Short task 1 -
Set down the passage of the quilting blog excerpt between "In the image below, she's" and "in its mouth.", inclusive.
Short task 2 -
Summarize the quilting blog excerpt in two sentences.

Excerpted text -
....

Here it is again a little closer.


Below are the eyes of the dog from a flower print. Amazing, huh?


Here are the beginnings of the cat's face and eyes. That bolt of fabric in the lower left corner has some other flowers that could be used as eyes.


And here's my faceless image. We settled on the flesh fabric and the hair right away. The hair has a lot of little pieces, and so I won't be doing any more detail there until I get home. It's easier to keep track of the pieces in the controlled environment of one's own sewing room...cats aside.


In the image above, we were experimenting with different fabrics for the snake. The two you see here are from my stash. The lower one was my first choice, but Ann liked the one above...I liked it too, until we stood back and looked at it. It kind of has the appearance of woven rope, and so we worried that the snake would be lost and began looking for a stripe. You can see it in the image below. There were many colors of stripes in the fabric I chose, but I ironed my pieces to take advantage of the darkest stripe. It helps the eye to follow the line and see it as a snake.


It's a great fabric with lots more shades of green stripes, and so I purchased enough of that to use for my quilt binding. It will be cute as a binding, and it will help the snake to pop out. Also in that image above, I'd started experimenting with fabrics for the shirt. It wasn't looking right, and so we switched it out for the green plaid you see in the image below. Also, I'm using some fabric from my stash for the contrasting collar and (eventually) the cuffs of the shirt.


In the image below, you can see that I have a sandwich bag pinned to my design wall where I'm keeping the tiniest pieces as I cut them off. I'm not ready to use them in my design, but I don't want them to be lost, and so they're stored there temporarily. As much as possible, we only cut the pieces we are using right away, leaving the sections whole as long as possible, and then pinning them back to the design wall to use when we're ready.


In the image below, I've added more pieces for the shirt.


And I continued on from there...a boy grows in Vancouver. We used a contrasting fabric from my stash for one of the pockets on the bib of the overalls. Eventually, that was switched out for a different fabric that I used for the cuffs of the pants.


In the image above, you can see where I left it for the day. In the image below, I've marked an area that I want to change. The orientation of the stripes in the fabric helps to give the pants the rumpled look from the photograph. (As a child, he's wearing clothes that he can grow into.) My thinking is that bottom wedge should point toward the outside of the leg and that will make a wrinkle in the bottom of the pant leg. As it sits, it seems too uniform to my eye.


Today I'll be building the shoes at the bottom, and then starting to think about background fabrics.

Here are the projects my classmates are working on. This first one is the calf.


In the image below, she's started adding fabrics for the straw below the calf.


Here's the swimmer doing butterfly. It's turning out remarkably well, I think. Ann really wants her to switch out that black swim cap for something more colorful and fun, but the artist is standing firm on the black.


Here's some more of the cat, and she's starting to piece in the leg. I'm curious to see this one at the end of today.


Finally, the dog with three balls in its mouth.


Okay, so we'll be doing more of the same today. I'll tell you more about today's progress after I get home. At the end of class today, my project which is pinned to a foam "design wall" will be loaded into the back of my car. All the pieces will stay right where they're pinned..at least that's the plan. When I get home, I'll start sewing them together. It might take me a day or two to get organized, so I'll get back to the blog shortly.

....

Collected data entries
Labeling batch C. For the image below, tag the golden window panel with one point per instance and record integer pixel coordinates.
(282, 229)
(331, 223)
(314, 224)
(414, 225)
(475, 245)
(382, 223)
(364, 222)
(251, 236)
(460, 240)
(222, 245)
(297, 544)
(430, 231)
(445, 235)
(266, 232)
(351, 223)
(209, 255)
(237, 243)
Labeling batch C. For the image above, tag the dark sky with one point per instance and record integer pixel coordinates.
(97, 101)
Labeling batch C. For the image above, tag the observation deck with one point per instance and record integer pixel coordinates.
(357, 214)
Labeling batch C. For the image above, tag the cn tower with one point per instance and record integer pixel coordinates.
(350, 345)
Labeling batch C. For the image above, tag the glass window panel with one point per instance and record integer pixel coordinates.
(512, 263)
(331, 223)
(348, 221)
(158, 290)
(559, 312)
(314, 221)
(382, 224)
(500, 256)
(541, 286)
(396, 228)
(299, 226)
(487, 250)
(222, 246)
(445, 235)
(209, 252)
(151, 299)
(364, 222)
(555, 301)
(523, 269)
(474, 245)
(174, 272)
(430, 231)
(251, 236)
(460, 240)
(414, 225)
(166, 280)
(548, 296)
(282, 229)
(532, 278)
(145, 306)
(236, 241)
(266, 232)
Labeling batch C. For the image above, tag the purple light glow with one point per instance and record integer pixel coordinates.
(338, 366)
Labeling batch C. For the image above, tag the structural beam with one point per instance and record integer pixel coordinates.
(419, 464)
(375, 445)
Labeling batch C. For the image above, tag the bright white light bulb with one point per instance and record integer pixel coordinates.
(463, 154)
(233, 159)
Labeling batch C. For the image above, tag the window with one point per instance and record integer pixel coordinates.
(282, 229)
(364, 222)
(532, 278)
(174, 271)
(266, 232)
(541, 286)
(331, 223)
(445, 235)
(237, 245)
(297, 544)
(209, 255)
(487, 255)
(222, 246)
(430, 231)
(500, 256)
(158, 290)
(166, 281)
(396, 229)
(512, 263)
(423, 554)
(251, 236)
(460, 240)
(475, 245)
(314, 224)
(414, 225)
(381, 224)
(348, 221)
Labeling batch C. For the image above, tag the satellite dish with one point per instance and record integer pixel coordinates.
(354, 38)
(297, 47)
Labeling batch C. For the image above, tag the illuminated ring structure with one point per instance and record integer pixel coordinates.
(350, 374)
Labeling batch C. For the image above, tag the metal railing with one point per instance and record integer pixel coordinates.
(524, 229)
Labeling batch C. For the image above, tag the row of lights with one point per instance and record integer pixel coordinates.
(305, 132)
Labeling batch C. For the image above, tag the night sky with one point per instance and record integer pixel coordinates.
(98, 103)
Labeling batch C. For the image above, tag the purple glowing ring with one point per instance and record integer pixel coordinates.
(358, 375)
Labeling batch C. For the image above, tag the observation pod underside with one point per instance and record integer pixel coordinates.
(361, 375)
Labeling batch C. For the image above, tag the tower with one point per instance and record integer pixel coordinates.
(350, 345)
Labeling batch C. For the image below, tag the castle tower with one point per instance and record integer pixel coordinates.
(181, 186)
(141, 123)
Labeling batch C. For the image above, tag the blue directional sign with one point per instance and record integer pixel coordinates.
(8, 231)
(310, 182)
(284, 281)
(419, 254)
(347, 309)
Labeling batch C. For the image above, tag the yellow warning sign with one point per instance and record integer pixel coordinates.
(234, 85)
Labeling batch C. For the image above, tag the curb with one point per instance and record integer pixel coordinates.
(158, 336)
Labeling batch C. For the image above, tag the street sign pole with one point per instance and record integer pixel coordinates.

....

Right answer 1 -
In the image below, she's started adding fabrics for the straw below the calf.


Here's the swimmer doing butterfly. It's turning out remarkably well, I think. Ann really wants her to switch out that black swim cap for something more colorful and fun, but the artist is standing firm on the black.


Here's some more of the cat, and she's starting to piece in the leg. I'm curious to see this one at the end of today.


Finally, the dog with three balls in its mouth.

Right answer 2 -
The writer describes building a fabric collage of a boy and a snake in class, choosing fabrics for the snake, shirt, overalls, and pants while keeping the tiniest pieces in a sandwich bag pinned to the design wall. Classmates are working on a calf, a swimmer doing butterfly, a cat, and a dog with three balls in its mouth, and the writer plans to take the pinned project home and sew the pieces together.